WHAT THIS EXERCISE ASKS:
1. In the passage on cooking oils, shorten the paragraph beginning "Coconut oil is roughly 90% saturated fat" into a bulleted list that keeps its main facts.
2. According to the passage on cooking oils, what is canola oil's ratio of omega-6 to omega-3?
3. Pick up the passage on cooking oils after its final sentence and keep writing.

PASSAGE FOR REVIEW:
※

Where Canola Oil Fits In

Canola oil gets a bad reputation online, but its actual fatty acid profile is one of the better ones among affordable, neutral-flavored cooking oils. It has an omega-6 to omega-3 ratio of about 5.6 to 1, which is far more balanced than corn oil (52 to 1) or even olive oil (13.4 to 1). A lower ratio matters because excess omega-6 relative to omega-3 promotes inflammatory signaling in immune cells.

Canola is a reasonable everyday oil for baking or cooking where you don’t want a strong flavor. It’s not in the same tier as EVOO because it lacks the polyphenol compounds that make olive oil actively protective, but it’s a practical, inexpensive option that won’t harm your health when used in normal amounts. Choose cold-pressed or expeller-pressed versions when possible, since standard refining strips out beneficial compounds like carotenoids, sterols, and phenolics that cold-pressed oils retain.

The Coconut Oil Question

Coconut oil is roughly 90% saturated fat, and despite years of marketing as a superfood, the clinical data doesn’t support that claim. A meta-analysis published in the American Heart Association’s journal Circulation found that coconut oil raised LDL cholesterol by about 10.5 mg/dL compared to plant-based oils like olive, canola, or soybean. It did raise HDL (“good”) cholesterol by about 4 mg/dL, but the net effect on cardiovascular risk was unfavorable.

The AHA’s position is direct: coconut oil should not be viewed as a healthy oil for heart disease risk reduction. That doesn’t mean a small amount in cooking will ruin your health, but using it as your primary fat is a different story. If you enjoy the flavor for occasional use in curries or baking, that’s a personal choice. Just don’t treat it as a health food.

※

DATA EXCERPTS:
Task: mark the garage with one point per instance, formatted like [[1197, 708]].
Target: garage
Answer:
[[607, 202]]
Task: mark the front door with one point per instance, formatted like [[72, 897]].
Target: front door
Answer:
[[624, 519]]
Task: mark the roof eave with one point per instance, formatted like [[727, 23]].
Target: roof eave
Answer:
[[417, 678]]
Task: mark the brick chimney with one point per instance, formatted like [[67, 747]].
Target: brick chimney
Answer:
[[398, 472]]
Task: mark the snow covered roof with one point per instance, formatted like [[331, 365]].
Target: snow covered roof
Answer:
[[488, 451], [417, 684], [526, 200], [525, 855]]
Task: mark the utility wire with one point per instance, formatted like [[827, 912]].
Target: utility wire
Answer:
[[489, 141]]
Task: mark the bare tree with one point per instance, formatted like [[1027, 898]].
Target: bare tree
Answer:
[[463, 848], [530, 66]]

※

ANSWERS IN ORDER:
1.
- Coconut oil is about 90% saturated fat.
- Clinical data doesn't support its marketing as a superfood.
- A meta-analysis in the American Heart Association's journal Circulation found that it raised LDL cholesterol by about 10.5 mg/dL compared with plant-based oils such as olive, canola, or soybean.
- It raised HDL ("good") cholesterol by about 4 mg/dL.
- Its net effect on cardiovascular risk was unfavorable.

2. About 5.6 to 1.

3.
Flaxseed Oil for Omega-3s

Flaxseed oil is the richest plant source of alpha-linolenic acid (ALA), the omega-3 fatty acid your body partially converts into the same anti-inflammatory compounds found in fish oil. Over 70% of flaxseed oil’s fat content is ALA, which makes it uniquely useful if you don’t eat fish regularly.

The catch is that flaxseed oil is extremely fragile. All those polyunsaturated fats that make it nutritionally powerful also make it prone to oxidation. Never cook with it. Store it in the refrigerator in a dark bottle, use it within a few weeks of opening, and add it to foods after cooking: drizzled on salads, stirred into oatmeal, or blended into smoothies.

Cold-Pressed vs. Refined Oils

The way an oil is extracted changes its nutritional value significantly. Cold-pressed oils are mechanically squeezed from seeds or fruit at low temperatures, preserving heat-sensitive compounds like phenolics, carotenoids, and vitamin E. Refined oils go through high-heat processing with chemical solvents, which strips out many of these bioactive compounds. The phenolics and vitamin E (tocols) in cold-pressed oils also improve their shelf stability, meaning they resist going rancid longer during storage.

This applies across the board. Cold-pressed canola is nutritionally superior to refined canola. Extra virgin olive oil (which is cold-pressed by definition) is more beneficial than “light” or “pure” olive oil, which are refined. When your budget allows, choosing the least-processed version of any oil gives you more of the compounds that make plant fats genuinely good for you.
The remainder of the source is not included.